EXERCISE AIM: Quote the listing below line for line, leaving out any pictures.

(Part of a data file)

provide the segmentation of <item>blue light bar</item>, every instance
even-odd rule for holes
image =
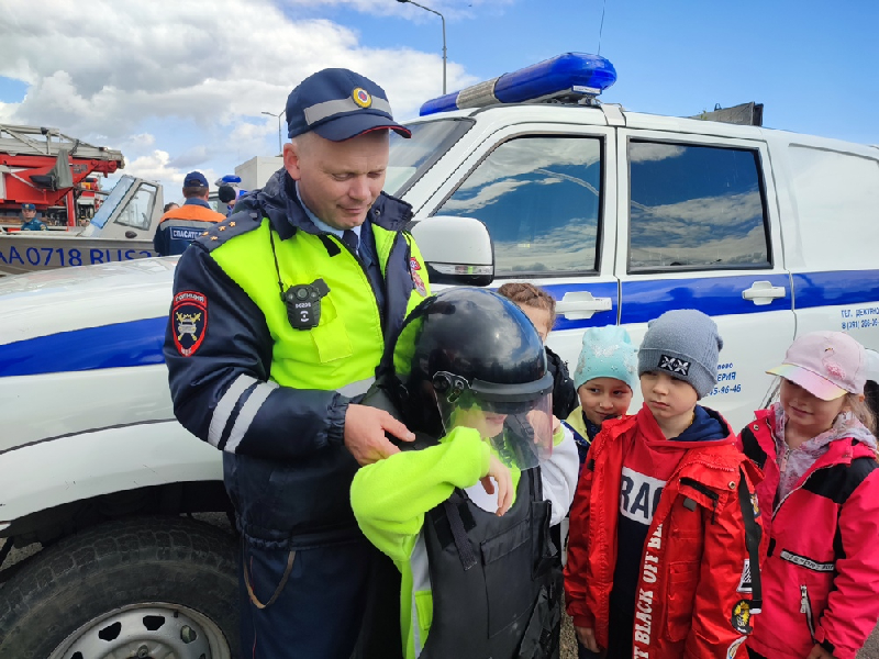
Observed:
[[[227,174],[223,177],[220,177],[214,181],[214,186],[237,186],[241,183],[241,177],[235,174]]]
[[[434,114],[497,103],[525,103],[559,93],[596,97],[616,82],[616,69],[600,55],[565,53],[512,74],[431,99],[419,114]]]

EXERCISE RESPONSE:
provide the segmentation of <item>blue light bar</item>, every instance
even-odd rule for holes
image =
Observed:
[[[227,174],[223,177],[220,177],[214,181],[214,186],[237,186],[241,183],[241,177],[235,174]]]
[[[434,114],[497,103],[525,103],[559,93],[596,97],[616,82],[616,69],[600,55],[565,53],[512,74],[431,99],[419,114]]]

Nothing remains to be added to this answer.